* Selected excerpt:
TOPEKA, Kan. (KSNT) – In December, Bo Brockman from Topeka had a major scare. His three-year-old dog Cersei was attacked by a hunting dog, and Brockman wasn’t sure if she would make it.
“[The dog] attacked her and chewed on her,” Brockman said. “She was ripped apart on her stomach and her leg, and had a few punctures here and there.”
After first taking her to an emergency animal clinic, her wounds were so severe that vets at the University Veterinary Care Center in Topeka were unsure at first on how best to treat her.
“Their concern shortly after it happened was ‘is the dog going to live?'” said Dr. Travis Gratton, the owner of UVCC. “Then we got down to ‘are we able to save the leg?’ She did lose some muscle and partial muscle, because of the trauma and infection. We were left with a huge gaping wound, and honestly our thought was, ‘what are we going to do with this?'”
After some research, Gratton and his team decided to combine two new medical advancements: Platelet-Rich Fibrin (PRF), which uses the dog’s own cells to speed up the healing process, and fish skin to cover up the wound while the dog’s skin heals under and through the fish skin.

* Supplied information:
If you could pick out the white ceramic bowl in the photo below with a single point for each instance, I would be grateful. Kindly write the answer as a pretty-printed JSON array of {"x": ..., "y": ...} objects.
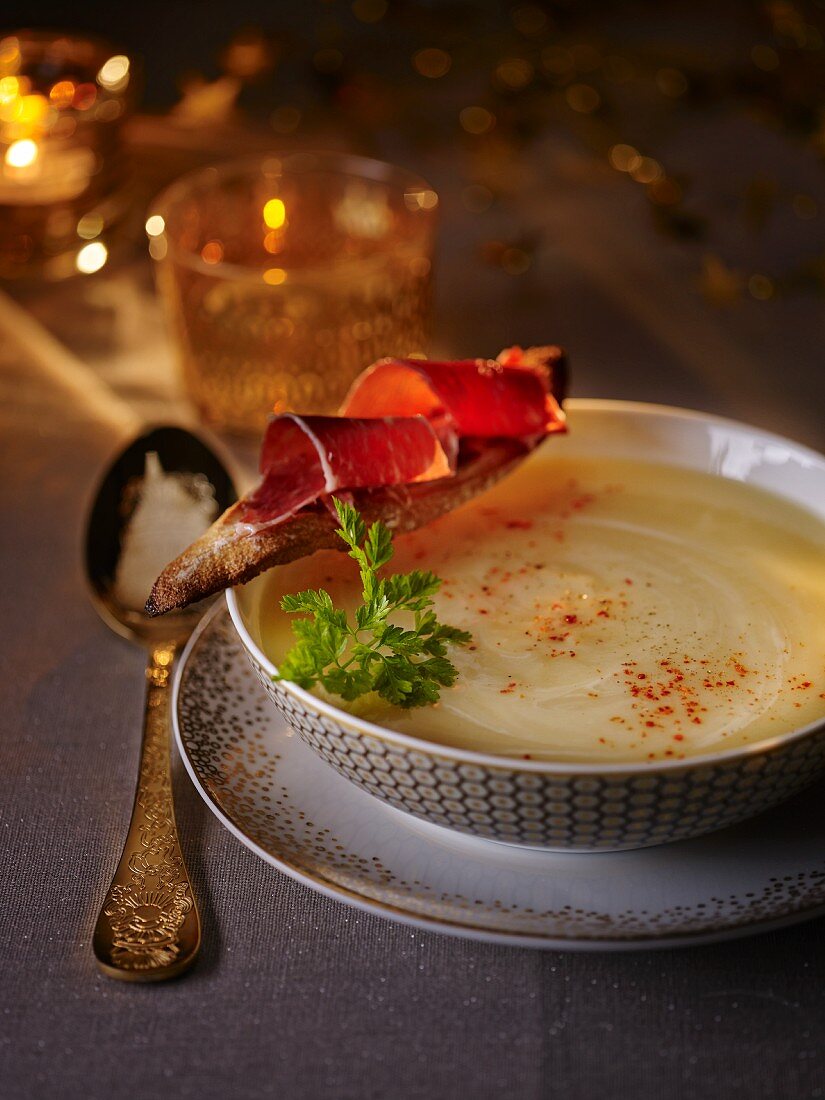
[{"x": 585, "y": 806}]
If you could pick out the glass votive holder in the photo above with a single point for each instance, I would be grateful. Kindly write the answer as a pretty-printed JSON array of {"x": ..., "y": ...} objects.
[
  {"x": 63, "y": 101},
  {"x": 284, "y": 277}
]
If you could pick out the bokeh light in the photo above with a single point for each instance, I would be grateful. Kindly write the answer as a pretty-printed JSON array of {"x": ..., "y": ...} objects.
[
  {"x": 91, "y": 257},
  {"x": 113, "y": 74},
  {"x": 155, "y": 224},
  {"x": 22, "y": 153},
  {"x": 274, "y": 213}
]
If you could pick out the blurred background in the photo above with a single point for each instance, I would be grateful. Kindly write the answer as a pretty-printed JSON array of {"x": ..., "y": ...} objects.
[{"x": 640, "y": 183}]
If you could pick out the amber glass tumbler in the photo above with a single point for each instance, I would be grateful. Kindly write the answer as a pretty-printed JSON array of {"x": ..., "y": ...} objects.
[{"x": 283, "y": 277}]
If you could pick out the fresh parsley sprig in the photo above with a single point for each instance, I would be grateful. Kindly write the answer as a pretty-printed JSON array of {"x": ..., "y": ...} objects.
[{"x": 405, "y": 666}]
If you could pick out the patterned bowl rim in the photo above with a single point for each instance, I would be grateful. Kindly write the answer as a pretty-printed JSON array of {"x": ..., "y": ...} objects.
[{"x": 319, "y": 706}]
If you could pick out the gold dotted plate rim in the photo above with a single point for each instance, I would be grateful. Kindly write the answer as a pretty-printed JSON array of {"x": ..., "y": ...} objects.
[{"x": 321, "y": 831}]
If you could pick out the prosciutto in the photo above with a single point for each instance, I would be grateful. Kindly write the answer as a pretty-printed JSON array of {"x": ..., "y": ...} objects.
[
  {"x": 486, "y": 398},
  {"x": 403, "y": 421},
  {"x": 415, "y": 439},
  {"x": 306, "y": 458}
]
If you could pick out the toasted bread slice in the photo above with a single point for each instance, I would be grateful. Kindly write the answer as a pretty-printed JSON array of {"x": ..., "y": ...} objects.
[
  {"x": 232, "y": 552},
  {"x": 227, "y": 554}
]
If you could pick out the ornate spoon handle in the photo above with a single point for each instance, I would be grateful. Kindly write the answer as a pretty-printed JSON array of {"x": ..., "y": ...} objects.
[{"x": 149, "y": 927}]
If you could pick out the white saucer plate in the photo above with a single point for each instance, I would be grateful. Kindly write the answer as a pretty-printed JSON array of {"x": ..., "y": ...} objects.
[{"x": 295, "y": 812}]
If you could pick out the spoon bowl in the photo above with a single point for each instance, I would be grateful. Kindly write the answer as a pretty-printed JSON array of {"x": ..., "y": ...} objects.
[
  {"x": 149, "y": 926},
  {"x": 179, "y": 451}
]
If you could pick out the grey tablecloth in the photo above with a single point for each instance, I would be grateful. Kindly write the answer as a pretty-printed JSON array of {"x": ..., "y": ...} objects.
[{"x": 296, "y": 996}]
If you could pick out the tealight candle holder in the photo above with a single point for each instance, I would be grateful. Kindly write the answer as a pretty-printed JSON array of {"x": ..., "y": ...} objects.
[{"x": 63, "y": 101}]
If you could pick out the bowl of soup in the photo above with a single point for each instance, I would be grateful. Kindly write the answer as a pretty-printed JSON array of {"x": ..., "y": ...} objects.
[{"x": 647, "y": 602}]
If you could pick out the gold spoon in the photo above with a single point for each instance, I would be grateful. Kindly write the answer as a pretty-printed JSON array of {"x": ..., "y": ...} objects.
[{"x": 149, "y": 926}]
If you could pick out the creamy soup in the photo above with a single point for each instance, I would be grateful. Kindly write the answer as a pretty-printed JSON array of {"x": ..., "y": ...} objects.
[{"x": 620, "y": 612}]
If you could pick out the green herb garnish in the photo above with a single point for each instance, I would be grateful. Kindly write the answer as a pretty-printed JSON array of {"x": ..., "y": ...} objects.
[{"x": 406, "y": 667}]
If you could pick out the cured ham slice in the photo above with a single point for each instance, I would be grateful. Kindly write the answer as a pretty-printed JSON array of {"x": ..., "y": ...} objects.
[
  {"x": 416, "y": 439},
  {"x": 475, "y": 396},
  {"x": 305, "y": 458}
]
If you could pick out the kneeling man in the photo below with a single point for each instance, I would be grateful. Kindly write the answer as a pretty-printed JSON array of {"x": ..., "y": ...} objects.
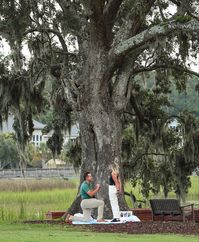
[{"x": 89, "y": 201}]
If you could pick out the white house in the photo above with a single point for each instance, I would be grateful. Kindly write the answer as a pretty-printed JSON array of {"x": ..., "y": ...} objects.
[{"x": 37, "y": 136}]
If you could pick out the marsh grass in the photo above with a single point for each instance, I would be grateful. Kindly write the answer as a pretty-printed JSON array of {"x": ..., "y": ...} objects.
[
  {"x": 20, "y": 202},
  {"x": 31, "y": 201}
]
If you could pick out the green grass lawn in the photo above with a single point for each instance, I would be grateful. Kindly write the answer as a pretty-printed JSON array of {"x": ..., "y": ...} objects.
[
  {"x": 17, "y": 204},
  {"x": 55, "y": 233}
]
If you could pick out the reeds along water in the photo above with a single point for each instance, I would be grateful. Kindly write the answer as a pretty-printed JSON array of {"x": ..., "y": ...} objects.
[{"x": 19, "y": 203}]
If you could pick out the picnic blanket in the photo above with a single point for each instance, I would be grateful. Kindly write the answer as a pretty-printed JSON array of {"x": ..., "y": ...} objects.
[{"x": 108, "y": 221}]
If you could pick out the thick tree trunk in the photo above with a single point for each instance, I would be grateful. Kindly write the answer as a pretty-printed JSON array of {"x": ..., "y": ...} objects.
[
  {"x": 100, "y": 123},
  {"x": 101, "y": 137}
]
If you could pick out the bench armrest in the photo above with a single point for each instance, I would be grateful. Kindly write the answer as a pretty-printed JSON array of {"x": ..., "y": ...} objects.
[{"x": 189, "y": 205}]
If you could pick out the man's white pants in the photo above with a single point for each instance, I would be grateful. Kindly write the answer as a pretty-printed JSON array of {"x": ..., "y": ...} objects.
[{"x": 114, "y": 201}]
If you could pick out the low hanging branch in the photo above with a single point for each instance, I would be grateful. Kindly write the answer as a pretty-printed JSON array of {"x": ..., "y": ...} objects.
[{"x": 146, "y": 36}]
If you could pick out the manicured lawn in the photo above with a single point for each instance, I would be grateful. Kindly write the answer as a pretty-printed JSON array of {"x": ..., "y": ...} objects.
[
  {"x": 27, "y": 200},
  {"x": 55, "y": 233}
]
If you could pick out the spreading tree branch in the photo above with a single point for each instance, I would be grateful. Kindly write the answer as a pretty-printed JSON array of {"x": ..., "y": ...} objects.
[
  {"x": 154, "y": 32},
  {"x": 186, "y": 9},
  {"x": 49, "y": 30},
  {"x": 165, "y": 66}
]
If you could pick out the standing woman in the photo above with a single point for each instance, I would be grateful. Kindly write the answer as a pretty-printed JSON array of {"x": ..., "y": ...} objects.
[{"x": 114, "y": 190}]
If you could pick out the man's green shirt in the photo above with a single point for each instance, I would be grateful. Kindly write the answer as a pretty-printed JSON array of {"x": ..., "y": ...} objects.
[{"x": 85, "y": 187}]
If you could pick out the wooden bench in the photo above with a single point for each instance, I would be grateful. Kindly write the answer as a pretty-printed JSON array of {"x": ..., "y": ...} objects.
[{"x": 166, "y": 207}]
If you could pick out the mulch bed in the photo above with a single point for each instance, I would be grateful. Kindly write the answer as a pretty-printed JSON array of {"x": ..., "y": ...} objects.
[{"x": 187, "y": 228}]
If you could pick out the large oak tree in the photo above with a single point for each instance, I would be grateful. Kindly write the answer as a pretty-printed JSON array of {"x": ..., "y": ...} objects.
[{"x": 93, "y": 49}]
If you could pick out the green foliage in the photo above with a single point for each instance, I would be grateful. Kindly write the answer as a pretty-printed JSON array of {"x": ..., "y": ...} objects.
[
  {"x": 183, "y": 18},
  {"x": 72, "y": 153}
]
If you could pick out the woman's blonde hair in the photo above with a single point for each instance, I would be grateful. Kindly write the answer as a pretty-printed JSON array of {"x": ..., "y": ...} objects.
[{"x": 114, "y": 167}]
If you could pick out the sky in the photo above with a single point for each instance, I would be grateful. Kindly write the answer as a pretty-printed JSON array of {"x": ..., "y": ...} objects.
[{"x": 5, "y": 49}]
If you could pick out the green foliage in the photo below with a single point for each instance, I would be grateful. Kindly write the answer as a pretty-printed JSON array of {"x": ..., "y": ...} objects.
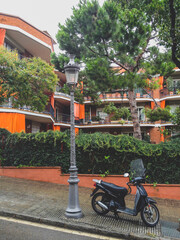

* Set of tasks:
**A)** Copy the passage of the news story about Cersei that begins at "TOPEKA, Kan. (KSNT)" and ends after "would make it.".
**B)** Carry on the news story about Cersei, starting right after its last sentence.
The items have no connection to the news story about Cersei.

* Exercise responses:
**A)**
TOPEKA, Kan. (KSNT) – In December, Bo Brockman from Topeka had a major scare. His three-year-old dog Cersei was attacked by a hunting dog, and Brockman wasn’t sure if she would make it.

**B)**
“The advent of these new technologies and combining them, has the potential to fix these cases with phenomenal outcomes compared to what we used to see,” Gratton said. “And the length of time it takes to manage these wounds is unbelievable.”
After several surgeries, the results speak for themselves:
“When we saw her 43 days later, we had two areas the size of my thumb that were left to heal,” Gratton said.
“Can’t thank them enough,” Brockman said tearfully.
Local medical advancements and innovative thinking helped a furry friend get back to normal as quickly as possible.